• Vorliegender Text:
*****

Es wurde Nachts auf den Elbwiesen recht kühl. dpa-Zentralbild

Wittenberg - Ganz leise schallen die Klänge über die Wiese. Langsam breitet sich die Musik von Vibrafon, Klavier und Posaune über dem Festgelände des Evangelischen Kirchentags am Wittenberger Elbufer aus. Noch ist die Sonne nur als orangeroter Schimmer am Horizont zu erkennen. Die ersten Gläubigen versammeln sich um die Musiker an dem großen Kreuz, das inmitten der Wiese aufragt. Verschlafene Gesichter, immer wieder ein herzhaftes Gähnen.

Einige versuchen, Arme und Beine mit den Händen warm zu reiben - es ist noch kühl am frühen Sonntagmorgen. Nur wenige Stunden ist es her, dass Hunderte Kirchentagsbesucher für die Nacht in ihre Schlafsäcke gekrochen sind. Gemeinsam wird mit der Andacht zum Sonnenaufgang das Finale des Glaubensfestes eingeläutet, das seinen Anfang am Mittwoch in Berlin nahm.

Kirchentag Wittenberg: Die Nacht vor dem Abschlussgottesdienst beginnt heiß

Gegen 19 Uhr am Abend zuvor: Noch immer liegt drückende Hitze über der Wiese. Überall haben sich kleine Gruppen gebildet, viele suchen den wenigen Schatten, den Pfeiler oder Absperrungen werfen. Picknickdecken werden ausgebreitet, eine Schüssel mitgebrachter Kartoffelsalat ausgepackt.

Andere lesen Zeitung oder ziehen sich eine Schirmmütze tief ins Gesicht und dösen vor sich hin. Eine Gruppe Pfadfinder spielt trotz der Hitze Volleyball.

Isomatten werden bereits ausgerollt, schon jetzt der Platz für die Nacht zurechtgemacht. Es sei auch ein bisschen die Abenteuerlust, die ihn zum Bleiben bewege, erzählt Martin Olejnicki. Der 33 Jahre alte Dessauer besucht mit seiner Familie regelmäßig Kirchentage. „Wegen der Atmosphäre“, sagt er. Die sei immer ganz besonders, oft entwickelten sich Impulse auch spontan aus der Gruppe heraus.

Andere zieht die angekündigte Musik auf die Elbwiese. „Es war immer mein Traum, die Gesänge aus Taizé zu hören“, sagt die 61-jährige Bärbel aus Heilbronn. Für die Nacht hat sie sich mit Jacke und Schlafsack gerüstet - als Unterlage muss ein großer Plastikmüllsack reichen.

Kirchentag Wittenberg: Nacht auf den Elbwiesen im Kerzenschein

Die Gesänge aus Taizé und die Brüder des internationalen, ökumenischen Männerordens aus der französischen Stadt stehen dann im Mittelpunkt der „Nacht der Lichter“. Tausende Gläubige sind gekommen. Fast jeder Besucher hat vorher ein kleines Teelicht bekommen, nach und nach entzünden sich die Lichter und ein Kerzenmeer breitet sich über die Wiese aus. Allerdings lässt der Wind immer wieder die ein oder andere Kerze erlöschen.

*****

• Gegebene Angaben:
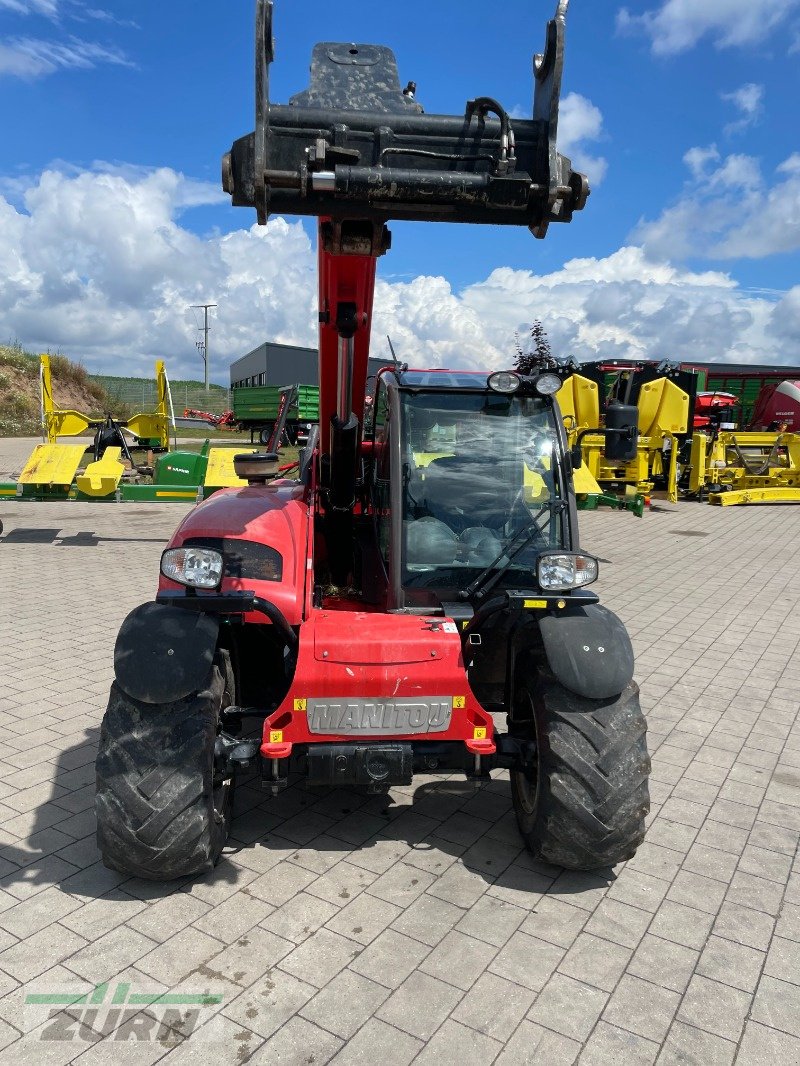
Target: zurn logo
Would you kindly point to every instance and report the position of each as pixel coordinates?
(118, 1013)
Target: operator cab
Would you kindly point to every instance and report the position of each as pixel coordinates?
(464, 478)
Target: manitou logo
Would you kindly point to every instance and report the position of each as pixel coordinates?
(379, 717)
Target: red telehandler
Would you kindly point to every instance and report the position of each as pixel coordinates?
(417, 583)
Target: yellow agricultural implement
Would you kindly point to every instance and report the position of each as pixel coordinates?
(53, 469)
(733, 467)
(662, 417)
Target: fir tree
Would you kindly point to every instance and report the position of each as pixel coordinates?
(539, 355)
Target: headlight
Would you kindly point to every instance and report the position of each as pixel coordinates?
(196, 567)
(504, 381)
(547, 385)
(560, 571)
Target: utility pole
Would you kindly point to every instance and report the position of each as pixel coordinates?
(202, 345)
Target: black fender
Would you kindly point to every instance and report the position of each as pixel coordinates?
(588, 650)
(163, 653)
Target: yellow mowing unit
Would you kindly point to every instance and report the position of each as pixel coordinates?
(664, 415)
(746, 467)
(64, 422)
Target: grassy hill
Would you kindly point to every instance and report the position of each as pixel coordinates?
(19, 390)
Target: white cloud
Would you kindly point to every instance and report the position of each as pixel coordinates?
(98, 265)
(676, 26)
(48, 7)
(31, 58)
(730, 211)
(580, 120)
(748, 100)
(698, 160)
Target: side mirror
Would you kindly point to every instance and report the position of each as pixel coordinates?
(622, 432)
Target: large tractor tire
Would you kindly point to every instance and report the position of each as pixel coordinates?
(162, 809)
(582, 800)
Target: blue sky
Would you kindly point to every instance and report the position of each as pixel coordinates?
(684, 115)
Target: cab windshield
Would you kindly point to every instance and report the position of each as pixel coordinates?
(478, 470)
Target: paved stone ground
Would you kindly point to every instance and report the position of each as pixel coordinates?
(353, 930)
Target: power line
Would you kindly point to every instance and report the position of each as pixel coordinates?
(203, 344)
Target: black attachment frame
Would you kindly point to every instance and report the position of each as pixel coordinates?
(353, 145)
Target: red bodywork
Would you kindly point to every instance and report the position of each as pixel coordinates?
(345, 651)
(705, 403)
(350, 655)
(278, 516)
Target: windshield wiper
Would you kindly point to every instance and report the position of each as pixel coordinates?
(489, 577)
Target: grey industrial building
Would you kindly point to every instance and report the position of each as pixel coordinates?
(272, 364)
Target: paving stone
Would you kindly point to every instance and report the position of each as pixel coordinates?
(341, 883)
(494, 1006)
(401, 885)
(686, 925)
(364, 918)
(419, 1005)
(788, 923)
(777, 1004)
(734, 964)
(248, 958)
(709, 862)
(345, 1004)
(639, 890)
(693, 890)
(320, 957)
(555, 921)
(527, 960)
(533, 1045)
(686, 1045)
(235, 917)
(642, 1007)
(767, 1047)
(168, 916)
(269, 1002)
(378, 1043)
(429, 919)
(492, 920)
(766, 863)
(664, 963)
(570, 1007)
(609, 1044)
(459, 886)
(389, 958)
(619, 923)
(595, 962)
(723, 837)
(755, 892)
(109, 955)
(37, 911)
(459, 959)
(453, 1045)
(179, 955)
(296, 1043)
(715, 1007)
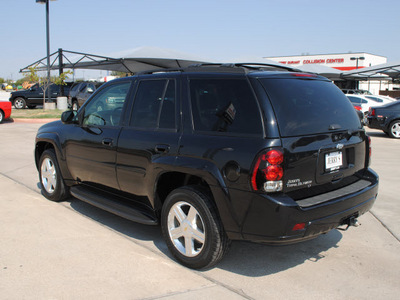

*****

• Aufgabenstellung: Schreibe den Abschnitt des Textes über den Kirchentag in Wittenberg von „Gegen 19 Uhr“ bis einschließlich „der Hitze Volleyball.“ neu und ersetze dabei „Kartoffelsalat“ durch „Nudelsalat“.

• Lösung:
Gegen 19 Uhr am Abend zuvor: Noch immer liegt drückende Hitze über der Wiese. Überall haben sich kleine Gruppen gebildet, viele suchen den wenigen Schatten, den Pfeiler oder Absperrungen werfen. Picknickdecken werden ausgebreitet, eine Schüssel mitgebrachter Nudelsalat ausgepackt.

Andere lesen Zeitung oder ziehen sich eine Schirmmütze tief ins Gesicht und dösen vor sich hin. Eine Gruppe Pfadfinder spielt trotz der Hitze Volleyball.